(Items listed in a dataset)
────────────────

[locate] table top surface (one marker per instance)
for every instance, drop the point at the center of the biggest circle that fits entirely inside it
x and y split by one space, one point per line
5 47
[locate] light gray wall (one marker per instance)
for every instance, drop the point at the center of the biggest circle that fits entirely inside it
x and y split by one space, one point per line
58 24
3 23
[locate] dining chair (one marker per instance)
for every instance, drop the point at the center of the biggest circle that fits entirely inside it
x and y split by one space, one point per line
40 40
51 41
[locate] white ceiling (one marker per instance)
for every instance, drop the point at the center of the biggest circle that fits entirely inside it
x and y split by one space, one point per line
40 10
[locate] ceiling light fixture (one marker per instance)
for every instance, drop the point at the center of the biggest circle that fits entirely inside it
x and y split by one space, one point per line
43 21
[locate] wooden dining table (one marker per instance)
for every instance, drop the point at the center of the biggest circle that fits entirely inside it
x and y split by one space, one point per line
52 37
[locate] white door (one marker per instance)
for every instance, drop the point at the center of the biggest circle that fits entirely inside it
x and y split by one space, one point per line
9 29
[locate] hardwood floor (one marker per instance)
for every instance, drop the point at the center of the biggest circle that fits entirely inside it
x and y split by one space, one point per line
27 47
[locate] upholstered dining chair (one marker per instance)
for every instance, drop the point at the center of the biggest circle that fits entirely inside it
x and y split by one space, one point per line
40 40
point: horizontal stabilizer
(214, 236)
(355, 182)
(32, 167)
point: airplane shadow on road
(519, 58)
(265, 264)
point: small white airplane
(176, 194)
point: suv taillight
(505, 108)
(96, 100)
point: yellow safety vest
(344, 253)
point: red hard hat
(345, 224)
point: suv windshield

────────────────

▶ Exercise details: A single figure is all that is needed: the number of lines above that contain the string "marker".

▶ Answer section: 9